**FRAGMENTO DEL TEXTO**.
__________

Chu también constata que los padres chinos están mucho más implicados en la educación de sus hijos que los occidentales. La presencia de progenitores o abuelos durante los deberes de los hijos se da por sentada, y los maestros no paran de enviar mensajes de Wechat (el Whatsapp chino) con un montón de tareas e instrucciones, que los padres cumplen a rajatabla. Los hijos deben tener su propio pupitre para hacer los deberes en casa, y no usar simplemente la mesa de la cocina o el comedor (lo que simboliza la importancia que se da al trabajo fuera de la escuela). La relación familia-colegio también se educa dentro de las aulas: Chu explica -por ejemplo- la jornada en la que las escuelas hacen “el día de los abuelos”, en la que los niños traen a sus mayores al colegio, les hacen masajes durante toda la mañana y alaban el “duro trabajo” que han realizado durante toda su vida. El respeto a los mayores -la clásica “piedad filial” confuciana- es algo que también aprenden desde pequeños.

__________

**LISTADO PROPORCIONADO**.
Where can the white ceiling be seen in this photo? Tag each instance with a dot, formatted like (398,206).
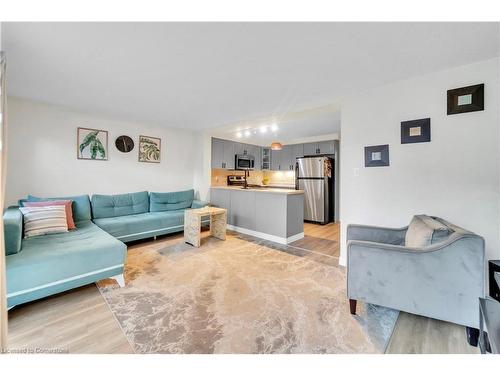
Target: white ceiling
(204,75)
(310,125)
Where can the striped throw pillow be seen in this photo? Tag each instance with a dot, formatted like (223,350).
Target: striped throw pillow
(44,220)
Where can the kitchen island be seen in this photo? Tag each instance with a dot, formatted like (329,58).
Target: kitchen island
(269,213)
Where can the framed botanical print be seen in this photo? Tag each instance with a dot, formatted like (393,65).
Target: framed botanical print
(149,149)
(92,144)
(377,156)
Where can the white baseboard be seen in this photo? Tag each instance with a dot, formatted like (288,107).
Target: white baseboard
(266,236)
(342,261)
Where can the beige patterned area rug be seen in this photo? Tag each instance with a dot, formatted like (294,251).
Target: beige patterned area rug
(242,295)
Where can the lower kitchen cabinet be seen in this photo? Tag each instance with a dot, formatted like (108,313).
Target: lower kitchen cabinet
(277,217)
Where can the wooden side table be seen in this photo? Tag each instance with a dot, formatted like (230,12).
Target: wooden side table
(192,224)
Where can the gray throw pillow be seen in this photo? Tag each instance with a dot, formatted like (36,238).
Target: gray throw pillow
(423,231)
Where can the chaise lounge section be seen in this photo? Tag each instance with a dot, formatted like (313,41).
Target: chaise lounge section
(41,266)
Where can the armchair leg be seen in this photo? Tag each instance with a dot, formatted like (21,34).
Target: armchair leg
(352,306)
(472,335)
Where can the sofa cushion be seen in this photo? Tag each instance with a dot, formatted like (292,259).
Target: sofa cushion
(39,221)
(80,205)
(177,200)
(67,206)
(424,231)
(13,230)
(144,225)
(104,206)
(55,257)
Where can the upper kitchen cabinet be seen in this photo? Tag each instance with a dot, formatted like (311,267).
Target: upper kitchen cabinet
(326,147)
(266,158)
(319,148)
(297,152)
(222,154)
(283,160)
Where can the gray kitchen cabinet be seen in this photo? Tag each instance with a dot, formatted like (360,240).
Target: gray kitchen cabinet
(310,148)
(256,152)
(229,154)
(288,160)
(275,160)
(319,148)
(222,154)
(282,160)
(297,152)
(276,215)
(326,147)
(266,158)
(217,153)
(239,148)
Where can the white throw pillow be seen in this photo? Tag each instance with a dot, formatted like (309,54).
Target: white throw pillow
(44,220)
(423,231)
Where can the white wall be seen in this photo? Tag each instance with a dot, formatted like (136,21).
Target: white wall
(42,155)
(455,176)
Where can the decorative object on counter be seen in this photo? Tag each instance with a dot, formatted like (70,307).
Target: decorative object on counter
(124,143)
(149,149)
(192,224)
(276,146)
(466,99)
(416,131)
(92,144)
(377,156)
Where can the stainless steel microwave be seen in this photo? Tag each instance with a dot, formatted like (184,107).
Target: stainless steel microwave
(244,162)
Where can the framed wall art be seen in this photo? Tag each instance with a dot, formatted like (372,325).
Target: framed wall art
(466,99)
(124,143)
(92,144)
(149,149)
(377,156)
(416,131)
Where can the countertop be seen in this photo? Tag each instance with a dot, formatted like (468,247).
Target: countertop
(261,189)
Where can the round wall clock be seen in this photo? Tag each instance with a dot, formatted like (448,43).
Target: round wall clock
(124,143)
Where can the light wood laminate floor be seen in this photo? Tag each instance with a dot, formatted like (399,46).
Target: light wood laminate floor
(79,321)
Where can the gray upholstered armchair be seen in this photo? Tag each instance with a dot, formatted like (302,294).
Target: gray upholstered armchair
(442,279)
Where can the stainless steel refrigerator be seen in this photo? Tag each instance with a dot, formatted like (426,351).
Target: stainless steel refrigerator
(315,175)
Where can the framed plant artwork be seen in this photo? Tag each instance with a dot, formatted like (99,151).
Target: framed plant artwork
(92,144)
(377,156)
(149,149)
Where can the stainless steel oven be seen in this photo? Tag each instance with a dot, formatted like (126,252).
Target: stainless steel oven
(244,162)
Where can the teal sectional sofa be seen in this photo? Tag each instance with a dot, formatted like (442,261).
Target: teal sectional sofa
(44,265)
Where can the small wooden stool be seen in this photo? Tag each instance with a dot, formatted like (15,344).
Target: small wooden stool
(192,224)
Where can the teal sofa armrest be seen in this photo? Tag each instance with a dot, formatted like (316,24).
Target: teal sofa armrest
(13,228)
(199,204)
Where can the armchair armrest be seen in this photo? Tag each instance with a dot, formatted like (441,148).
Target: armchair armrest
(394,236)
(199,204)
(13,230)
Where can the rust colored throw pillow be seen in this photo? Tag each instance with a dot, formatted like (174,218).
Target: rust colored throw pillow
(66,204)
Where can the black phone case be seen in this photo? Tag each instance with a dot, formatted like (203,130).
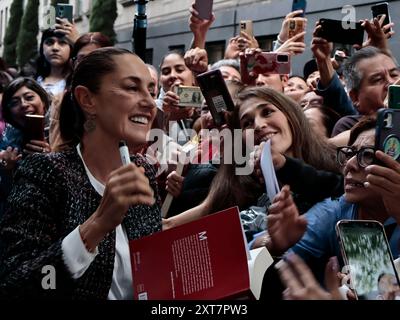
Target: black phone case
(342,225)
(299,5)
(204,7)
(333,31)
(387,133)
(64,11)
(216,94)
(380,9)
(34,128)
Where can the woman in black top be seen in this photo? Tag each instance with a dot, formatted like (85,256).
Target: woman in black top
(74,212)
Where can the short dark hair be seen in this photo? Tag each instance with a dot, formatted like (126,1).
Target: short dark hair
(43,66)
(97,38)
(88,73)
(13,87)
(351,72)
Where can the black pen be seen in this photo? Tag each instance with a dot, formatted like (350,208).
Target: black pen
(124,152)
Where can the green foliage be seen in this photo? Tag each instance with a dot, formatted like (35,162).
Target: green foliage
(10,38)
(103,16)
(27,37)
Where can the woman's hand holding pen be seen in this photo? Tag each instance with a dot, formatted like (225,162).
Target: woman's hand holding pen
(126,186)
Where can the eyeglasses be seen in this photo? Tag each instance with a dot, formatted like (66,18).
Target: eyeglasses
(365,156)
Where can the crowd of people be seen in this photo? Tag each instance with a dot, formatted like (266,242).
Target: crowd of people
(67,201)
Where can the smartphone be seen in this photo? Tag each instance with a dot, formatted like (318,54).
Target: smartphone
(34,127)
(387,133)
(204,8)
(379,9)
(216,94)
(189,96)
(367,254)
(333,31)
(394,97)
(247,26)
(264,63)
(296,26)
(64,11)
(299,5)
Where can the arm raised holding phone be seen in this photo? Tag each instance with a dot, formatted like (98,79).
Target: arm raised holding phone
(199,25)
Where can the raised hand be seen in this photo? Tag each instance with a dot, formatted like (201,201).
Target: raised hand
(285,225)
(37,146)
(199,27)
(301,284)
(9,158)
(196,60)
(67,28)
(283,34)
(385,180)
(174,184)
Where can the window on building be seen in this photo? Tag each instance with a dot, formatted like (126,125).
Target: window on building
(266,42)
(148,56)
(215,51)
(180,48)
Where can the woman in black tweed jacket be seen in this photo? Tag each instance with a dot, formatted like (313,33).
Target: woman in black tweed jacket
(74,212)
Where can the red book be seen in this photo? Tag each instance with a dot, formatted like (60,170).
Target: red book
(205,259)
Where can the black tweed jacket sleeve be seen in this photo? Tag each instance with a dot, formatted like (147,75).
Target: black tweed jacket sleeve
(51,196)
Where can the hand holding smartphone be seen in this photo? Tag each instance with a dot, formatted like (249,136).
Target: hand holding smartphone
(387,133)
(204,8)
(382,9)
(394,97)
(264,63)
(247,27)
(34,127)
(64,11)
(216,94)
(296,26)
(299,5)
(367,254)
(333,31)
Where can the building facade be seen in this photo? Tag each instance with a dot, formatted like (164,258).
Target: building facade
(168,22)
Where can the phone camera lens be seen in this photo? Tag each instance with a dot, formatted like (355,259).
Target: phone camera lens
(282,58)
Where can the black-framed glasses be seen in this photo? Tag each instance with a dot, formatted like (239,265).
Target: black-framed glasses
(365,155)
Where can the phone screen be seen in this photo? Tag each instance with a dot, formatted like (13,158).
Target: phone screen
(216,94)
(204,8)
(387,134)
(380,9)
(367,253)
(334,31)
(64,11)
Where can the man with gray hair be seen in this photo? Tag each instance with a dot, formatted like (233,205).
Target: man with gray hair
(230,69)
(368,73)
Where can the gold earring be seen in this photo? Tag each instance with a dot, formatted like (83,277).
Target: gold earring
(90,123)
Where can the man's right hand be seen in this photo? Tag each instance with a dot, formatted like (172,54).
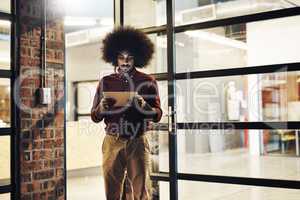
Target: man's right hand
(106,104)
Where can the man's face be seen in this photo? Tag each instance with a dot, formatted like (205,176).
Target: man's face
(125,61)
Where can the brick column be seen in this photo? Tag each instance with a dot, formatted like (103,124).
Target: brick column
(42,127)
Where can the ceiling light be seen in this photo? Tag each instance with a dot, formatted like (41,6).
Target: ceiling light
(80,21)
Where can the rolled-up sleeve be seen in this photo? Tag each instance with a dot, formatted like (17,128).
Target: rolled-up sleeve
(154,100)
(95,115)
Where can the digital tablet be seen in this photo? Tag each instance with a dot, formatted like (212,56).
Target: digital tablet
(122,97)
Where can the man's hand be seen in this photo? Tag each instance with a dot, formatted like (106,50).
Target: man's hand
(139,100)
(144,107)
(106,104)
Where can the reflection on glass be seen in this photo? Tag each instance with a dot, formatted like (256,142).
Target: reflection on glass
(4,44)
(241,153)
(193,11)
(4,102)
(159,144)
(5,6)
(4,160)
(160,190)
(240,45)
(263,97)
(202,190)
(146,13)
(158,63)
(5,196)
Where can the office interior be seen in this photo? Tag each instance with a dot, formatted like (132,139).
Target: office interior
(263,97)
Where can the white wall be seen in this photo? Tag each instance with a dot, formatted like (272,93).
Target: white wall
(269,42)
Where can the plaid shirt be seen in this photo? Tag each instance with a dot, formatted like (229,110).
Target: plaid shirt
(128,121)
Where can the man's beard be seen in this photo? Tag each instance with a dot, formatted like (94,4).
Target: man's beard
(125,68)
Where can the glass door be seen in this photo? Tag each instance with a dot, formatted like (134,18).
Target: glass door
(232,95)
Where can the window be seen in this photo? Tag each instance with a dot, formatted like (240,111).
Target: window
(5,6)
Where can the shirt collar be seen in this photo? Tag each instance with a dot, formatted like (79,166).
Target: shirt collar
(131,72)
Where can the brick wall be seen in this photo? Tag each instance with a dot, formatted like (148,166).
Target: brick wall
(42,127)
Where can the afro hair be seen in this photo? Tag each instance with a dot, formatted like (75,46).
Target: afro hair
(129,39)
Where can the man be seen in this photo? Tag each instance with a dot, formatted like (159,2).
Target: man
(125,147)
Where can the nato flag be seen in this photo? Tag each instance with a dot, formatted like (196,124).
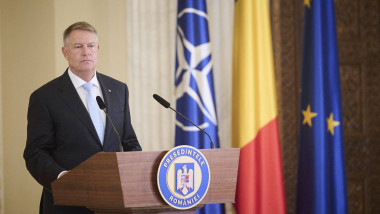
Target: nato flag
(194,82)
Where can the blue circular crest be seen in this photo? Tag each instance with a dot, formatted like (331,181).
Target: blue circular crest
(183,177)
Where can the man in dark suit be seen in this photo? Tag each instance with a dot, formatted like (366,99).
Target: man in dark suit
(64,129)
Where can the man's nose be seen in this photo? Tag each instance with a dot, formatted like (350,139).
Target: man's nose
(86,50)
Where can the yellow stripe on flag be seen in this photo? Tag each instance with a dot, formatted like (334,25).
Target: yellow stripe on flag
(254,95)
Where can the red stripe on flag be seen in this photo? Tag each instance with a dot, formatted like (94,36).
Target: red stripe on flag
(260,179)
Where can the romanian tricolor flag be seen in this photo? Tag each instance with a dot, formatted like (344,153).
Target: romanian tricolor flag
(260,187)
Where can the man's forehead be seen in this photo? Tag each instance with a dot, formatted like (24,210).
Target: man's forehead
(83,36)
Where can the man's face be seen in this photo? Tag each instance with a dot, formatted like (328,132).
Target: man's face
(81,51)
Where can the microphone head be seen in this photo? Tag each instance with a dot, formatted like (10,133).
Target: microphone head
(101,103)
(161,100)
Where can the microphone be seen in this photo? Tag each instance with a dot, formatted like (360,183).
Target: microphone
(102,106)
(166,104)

__________

**PROBLEMA PLANTEADO**. Según el fragmento sobre la educación en China, ¿dónde deben hacer los hijos los deberes en casa?

**RESULTADO**. En su propio pupitre, y no simplemente en la mesa de la cocina o el comedor.